◆ **TASKS FOR THIS EXERCISE**:
[1] In the passage about Harare's city commissions, how large an overdraft had the city incurred when the Chanakira commission was tasked with improving its finances?
[2] Reproduce word for word the part of the passage about Harare's city commissions starting with "Tawengwa was alleged" and going on through "water through leakages.".

◆ **EXCERPT TO READ**:

========

The Makwavarara-chaired commission becomes the second commission to run Harare since Independence. In February 1999 government appointed the Chanakira commission to replace the now late Solomon Tawengwa council with the mandate to turnaround the fortunes of Harare city.

Chanakira and his team came into office to save council from imminent collapse following the firing of Tawengwa and his entire council over allegations of maladministration, corruption and incompetence.


The commission, which was in office for three years, failed to improve the situation at Town House.


Tawengwa was alleged to have corruptly allowed the building of a bus terminus and a footbridge at Machipisa shopping centre.

Analysts said when the Chanakira commission took over the city had gone for over a week without water, the sewer system was working in reverse, the city had a bloated wage bill and refuse collection was erratic.


The Chanakira commission was tasked to improve the city’s financial position. It had incurred an overdraft of $100 million and had debts amounting to $299 million. The commission was also challenged to upgrade the water distribution network, which was estimated to be losing about 30% of the treated water through leakages.
 
“Chanakira suspended all capital projects as a measure to stabilise council’s financial base but the move strained the ageing infrastructure,” one analyst said.


The capital projects that were put on hold included the construction of Kunzwi dam which was expected to be an alternative source of water for Harare. Tawengwa had contracted Biwater of the United Kingdom to do a feasibility study, mobilise funds and construct the dam on a build, operate and transfer basis. Up to now no follow up has been made.


Firle sewarage treatment plant was one of the projects which were suspended. Its construction would have greatly reduced the volume of raw sewerage that flows into Manyame river and Lake Chivero.


The appointment of the commission resulted in the death of the Inner City Partnership, an Old Mutual initiative to involve large corporates in the general maintenance of the city.

Donors’ also suspended their assistance to Harare demanding the restoration of a democratically-elected leadership at Town House.

========

(Collection entries)
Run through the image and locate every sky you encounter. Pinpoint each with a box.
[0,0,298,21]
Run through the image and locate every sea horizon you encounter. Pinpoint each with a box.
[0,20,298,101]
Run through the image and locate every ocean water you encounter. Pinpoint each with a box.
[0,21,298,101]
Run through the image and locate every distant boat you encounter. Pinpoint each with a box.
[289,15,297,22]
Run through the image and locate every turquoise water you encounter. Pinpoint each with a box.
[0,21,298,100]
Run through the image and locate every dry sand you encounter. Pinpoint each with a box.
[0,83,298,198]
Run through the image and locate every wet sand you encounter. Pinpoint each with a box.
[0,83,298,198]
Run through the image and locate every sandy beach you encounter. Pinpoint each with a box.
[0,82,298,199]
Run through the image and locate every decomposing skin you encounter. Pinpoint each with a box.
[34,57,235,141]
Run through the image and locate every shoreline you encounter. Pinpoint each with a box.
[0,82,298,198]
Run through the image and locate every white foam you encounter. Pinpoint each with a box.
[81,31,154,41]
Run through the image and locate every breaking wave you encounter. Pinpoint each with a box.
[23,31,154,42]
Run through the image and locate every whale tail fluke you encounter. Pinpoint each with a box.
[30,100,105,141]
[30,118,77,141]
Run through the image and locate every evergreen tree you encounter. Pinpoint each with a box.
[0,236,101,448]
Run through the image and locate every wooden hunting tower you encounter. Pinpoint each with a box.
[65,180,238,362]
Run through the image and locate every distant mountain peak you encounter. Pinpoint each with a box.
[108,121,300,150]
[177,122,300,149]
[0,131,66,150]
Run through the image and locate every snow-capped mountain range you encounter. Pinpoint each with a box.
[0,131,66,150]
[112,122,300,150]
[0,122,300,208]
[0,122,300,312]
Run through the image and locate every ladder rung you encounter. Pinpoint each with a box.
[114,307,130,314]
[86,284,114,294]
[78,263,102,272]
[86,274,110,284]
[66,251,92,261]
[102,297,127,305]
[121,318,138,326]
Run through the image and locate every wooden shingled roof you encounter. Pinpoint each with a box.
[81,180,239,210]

========

◆ **RESPONSES PER TASK**:
[1] $100 million

[2]
Tawengwa was alleged to have corruptly allowed the building of a bus terminus and a footbridge at Machipisa shopping centre.

Analysts said when the Chanakira commission took over the city had gone for over a week without water, the sewer system was working in reverse, the city had a bloated wage bill and refuse collection was erratic.


The Chanakira commission was tasked to improve the city’s financial position. It had incurred an overdraft of $100 million and had debts amounting to $299 million. The commission was also challenged to upgrade the water distribution network, which was estimated to be losing about 30% of the treated water through leakages.